▶ _TASKS FOR THIS EXERCISE_:
1) List every person named in the comment thread's sentence that begins "Morris, Madison, and Hamilton".
2) Transcribe everything in the comment thread from "but most of" down to "eleven years later.", word for word.

#### READING TEXT ####

Pollster1, yes, certainly many of our founders were young at the beginning of the revolution...
but most of the younger ones hadn’t done much of importance by the signing in 1776. The Carson quote concerned the signing of the Declaration, not the Constitutional Convention eleven years later.
Morris, Madison, and Hamilton were to play quite a role in the Constitutional Convention, but in 1776, only Hamilton had really done much for the cause (he had already written several unbelievably powerful articles, attacking Cooper and Seabury in the New York/ New Jersey area press. Amazing)...
No argument with your major point, that we had many great leaders who started out in their youth serving the cause. It’s just not relevant, because the issue at hand is whether the delegates to the Constitutional Convention were politically experienced - as they undeniably were. That’s all.
On the other hand, when he was governor of Virginia a few years later, he was not a success.
Young men make revolutions, but if they don't learn from experience quickly they can lose them.
These were the war years. We didn’t seat Washington until 1789.........so add 13 years to each of them.
‘The subject at hand was Carsonâs big lie last week - a whopper so huge that if any Democrat had said it, we all would have pounced on him.’
That’s the crux. Many of Carson’s comments would be skewered if they came from Dems. If Carson says them, they are considered off limits for questions and critique.
For such a smart man, Ben Carson might be the most naive Republican ever to be taken seriously as a Presidential candidate.
Of course the Founders were experienced politicians. Each day Carson seems to do something new to convince us that he’s not a serious candidate, yet his drones, like Trump’s, won’t hear it.
Fascinating article, btw. Thanks for taking the time.
Well no wonder your so confident of your predictions on Carson. Your bosses are telling you it is so.
Patton@Bastogne: Boss, they are on to me!
Karl Rove: You know the drill, you take the RED pill and we deny any knowledge of you.

#### INFORMATION SUPPLIED ####

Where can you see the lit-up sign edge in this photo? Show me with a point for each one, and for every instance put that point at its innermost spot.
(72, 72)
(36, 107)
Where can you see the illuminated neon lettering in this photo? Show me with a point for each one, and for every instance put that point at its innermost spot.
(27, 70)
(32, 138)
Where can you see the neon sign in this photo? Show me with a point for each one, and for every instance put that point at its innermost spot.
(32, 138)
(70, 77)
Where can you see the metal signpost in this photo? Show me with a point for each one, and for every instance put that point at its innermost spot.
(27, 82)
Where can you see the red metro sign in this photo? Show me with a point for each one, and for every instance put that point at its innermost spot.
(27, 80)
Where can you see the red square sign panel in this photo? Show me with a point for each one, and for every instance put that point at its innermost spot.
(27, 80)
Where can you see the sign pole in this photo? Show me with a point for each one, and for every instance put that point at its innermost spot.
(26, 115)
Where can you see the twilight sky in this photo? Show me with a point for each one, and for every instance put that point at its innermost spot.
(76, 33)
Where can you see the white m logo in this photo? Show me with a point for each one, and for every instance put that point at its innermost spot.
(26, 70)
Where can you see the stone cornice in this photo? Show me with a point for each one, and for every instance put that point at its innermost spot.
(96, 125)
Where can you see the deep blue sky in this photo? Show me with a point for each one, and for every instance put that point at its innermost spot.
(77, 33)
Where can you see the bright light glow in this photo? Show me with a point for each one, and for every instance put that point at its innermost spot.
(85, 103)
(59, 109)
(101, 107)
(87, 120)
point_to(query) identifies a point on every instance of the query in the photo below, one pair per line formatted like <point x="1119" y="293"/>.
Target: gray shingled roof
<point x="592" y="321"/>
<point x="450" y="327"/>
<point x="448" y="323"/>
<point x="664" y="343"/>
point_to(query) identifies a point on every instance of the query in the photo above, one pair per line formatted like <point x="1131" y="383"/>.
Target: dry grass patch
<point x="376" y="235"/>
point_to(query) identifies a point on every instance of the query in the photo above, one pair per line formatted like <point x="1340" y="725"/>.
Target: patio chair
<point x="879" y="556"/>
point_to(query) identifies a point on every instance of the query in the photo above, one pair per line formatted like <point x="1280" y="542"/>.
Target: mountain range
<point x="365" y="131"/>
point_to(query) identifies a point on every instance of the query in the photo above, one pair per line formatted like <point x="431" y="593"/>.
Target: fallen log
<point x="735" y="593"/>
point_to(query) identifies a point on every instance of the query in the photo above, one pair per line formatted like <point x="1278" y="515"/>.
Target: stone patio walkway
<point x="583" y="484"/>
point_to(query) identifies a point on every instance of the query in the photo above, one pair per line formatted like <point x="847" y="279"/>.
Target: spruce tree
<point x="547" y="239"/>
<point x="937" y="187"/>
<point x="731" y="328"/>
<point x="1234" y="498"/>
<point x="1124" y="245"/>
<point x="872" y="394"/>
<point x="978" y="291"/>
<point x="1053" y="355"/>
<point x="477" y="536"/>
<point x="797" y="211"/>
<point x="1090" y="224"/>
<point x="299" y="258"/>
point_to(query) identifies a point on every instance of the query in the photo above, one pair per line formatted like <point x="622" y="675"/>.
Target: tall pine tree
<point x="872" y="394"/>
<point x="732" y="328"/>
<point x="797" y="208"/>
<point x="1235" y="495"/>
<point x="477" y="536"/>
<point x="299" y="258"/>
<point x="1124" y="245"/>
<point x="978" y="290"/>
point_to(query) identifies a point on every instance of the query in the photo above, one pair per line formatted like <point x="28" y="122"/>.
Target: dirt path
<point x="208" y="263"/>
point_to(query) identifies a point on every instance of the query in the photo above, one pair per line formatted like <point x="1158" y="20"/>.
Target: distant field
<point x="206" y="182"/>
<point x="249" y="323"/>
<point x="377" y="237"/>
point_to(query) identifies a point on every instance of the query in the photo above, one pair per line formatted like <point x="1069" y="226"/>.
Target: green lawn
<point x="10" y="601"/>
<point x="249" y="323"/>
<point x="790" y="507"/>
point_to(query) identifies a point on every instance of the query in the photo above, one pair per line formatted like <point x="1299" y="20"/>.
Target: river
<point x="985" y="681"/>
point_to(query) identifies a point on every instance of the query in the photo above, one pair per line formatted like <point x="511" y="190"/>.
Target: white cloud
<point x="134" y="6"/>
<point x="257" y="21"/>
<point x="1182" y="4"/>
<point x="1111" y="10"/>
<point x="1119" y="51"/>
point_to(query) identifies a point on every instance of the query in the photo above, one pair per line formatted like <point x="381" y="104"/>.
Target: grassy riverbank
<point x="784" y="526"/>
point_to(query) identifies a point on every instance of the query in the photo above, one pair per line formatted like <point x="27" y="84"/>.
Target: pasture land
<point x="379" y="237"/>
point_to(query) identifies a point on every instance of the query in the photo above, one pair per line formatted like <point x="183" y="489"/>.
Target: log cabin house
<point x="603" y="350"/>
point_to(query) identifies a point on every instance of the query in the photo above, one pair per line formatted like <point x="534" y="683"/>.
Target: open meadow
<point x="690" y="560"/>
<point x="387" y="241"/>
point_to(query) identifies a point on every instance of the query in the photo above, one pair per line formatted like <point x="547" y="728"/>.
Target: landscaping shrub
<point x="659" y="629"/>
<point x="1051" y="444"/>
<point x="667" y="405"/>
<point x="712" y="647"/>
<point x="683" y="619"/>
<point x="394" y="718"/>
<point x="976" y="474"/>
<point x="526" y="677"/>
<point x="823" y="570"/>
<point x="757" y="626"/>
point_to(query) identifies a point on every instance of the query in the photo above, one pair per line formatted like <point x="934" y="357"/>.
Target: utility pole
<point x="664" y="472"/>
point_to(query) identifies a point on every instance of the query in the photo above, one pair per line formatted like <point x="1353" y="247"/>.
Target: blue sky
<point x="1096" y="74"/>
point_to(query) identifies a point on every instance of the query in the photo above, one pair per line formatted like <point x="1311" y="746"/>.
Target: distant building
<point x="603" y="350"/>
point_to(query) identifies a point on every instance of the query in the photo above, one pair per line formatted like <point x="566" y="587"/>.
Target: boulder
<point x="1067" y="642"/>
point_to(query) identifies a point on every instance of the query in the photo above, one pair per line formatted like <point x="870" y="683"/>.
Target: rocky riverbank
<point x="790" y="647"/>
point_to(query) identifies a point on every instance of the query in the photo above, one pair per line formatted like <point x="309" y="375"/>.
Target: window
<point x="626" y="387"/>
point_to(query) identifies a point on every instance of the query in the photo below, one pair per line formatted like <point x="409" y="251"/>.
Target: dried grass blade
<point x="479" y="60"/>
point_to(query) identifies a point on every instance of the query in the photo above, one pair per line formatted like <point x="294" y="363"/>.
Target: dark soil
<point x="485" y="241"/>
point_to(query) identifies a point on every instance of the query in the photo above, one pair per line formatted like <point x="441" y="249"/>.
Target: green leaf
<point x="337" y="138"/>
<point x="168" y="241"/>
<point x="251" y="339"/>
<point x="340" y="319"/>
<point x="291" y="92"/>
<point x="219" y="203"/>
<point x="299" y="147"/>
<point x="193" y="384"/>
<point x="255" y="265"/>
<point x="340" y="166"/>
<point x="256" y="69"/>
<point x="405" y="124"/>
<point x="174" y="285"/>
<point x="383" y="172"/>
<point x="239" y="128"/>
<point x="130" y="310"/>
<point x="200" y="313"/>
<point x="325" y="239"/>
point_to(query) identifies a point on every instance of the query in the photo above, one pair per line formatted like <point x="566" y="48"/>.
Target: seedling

####

▶ _ANSWERS TO THE TASKS_:
1) Morris, Madison, Hamilton, Cooper, Seabury

2)
but most of the younger ones hadn’t done much of importance by the signing in 1776. The Carson quote concerned the signing of the Declaration, not the Constitutional Convention eleven years later.